> **SOURCE**

# Fursuit build log



## Strangeguy32000 (Mar 4, 2016)

this is so far two weeks of work. There isn't a balaclava attached, or ears, or a lower jaw.
Don't have fur for it yet.
Thoughts, comments?
Any tips for building the ears?
Tried 1/2" foam curled into vague approximations of ears, but they looked like pigs ears, so I tore them off.
I'll get a side view tomorrow.


----------



## Zrcalo (Mar 4, 2016)

I think your cheeks need to be smoothed out onto the body a bit more. Otherwise, that's a great muzzle you got going! and the eyes look good too! Do you have a side picture?
Here's a great example of how to get the cheeks to fade into the head.


----------



## Strangeguy32000 (Mar 4, 2016)

Side view here. (Don't mind Metroplex)


----------



## Zrcalo (Mar 4, 2016)

hmm. you've got a nice muzzle going on.. but I think the cheeks need to be back more and add structure to the head. As it stands right now, the forehead is too high. so I would probably add more slope to the bridge of the nose inbetween the eyes and start fleshing out the sides of the head. You're looking good so far!!

> **SET OF TASKS**
a) In the fursuit build log, what happened to the first ears, which were made from 1/2" foam?
b) Write the next part of the fursuit build log thread, picking up after Zrcalo's last reply.

> **SOURCE EXCERPT**
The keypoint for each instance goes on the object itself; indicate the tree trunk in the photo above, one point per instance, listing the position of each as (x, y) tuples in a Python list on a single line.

> **ANSWERS PER TASK**
a) They looked like pig ears, so the builder tore them off.

b)
like this:


----------



## Strangeguy32000 (Mar 4, 2016)

I see.
Perhaps I should start from scratch (never really liked the bucket method)

From that side view, the snout is far longer than I thought it was when I cut it out of the block.


----------



## Zrcalo (Mar 4, 2016)

Strangeguy32000 said:


> I see.
> Perhaps I should start from scratch (never really liked the bucket method)
> 
> From that side view, the snout is far longer than I thought it was when I cut it out of the block.



I've found with the bucket method, you can shave off a good part of the top of the head. But yeah.. I've used that method before.. you kinda have to make everything really big and toony to make up for the amount of foam that makes up the bucket head.

that being said... I used the bucket method for my first fursuit head:  I made the same mistake with the large forehead and narrow muzzle.but I fixed that by moving the eyes up and adding see-through material where the eyes used to be.. so I actually saw out /below/ the eyes.


----------



## Strangeguy32000 (Mar 4, 2016)

I think once my styrofoam head form comes in (whenever the hell THAT happens) I'll cut about 3/4ths of the snout off and install the build on a balaclava (I HAVE a head form, but it's too small to best emulate my head's circumference, so building on it would be a mistake)


Eh, what the hell, I'll take your advice, ZRCalo.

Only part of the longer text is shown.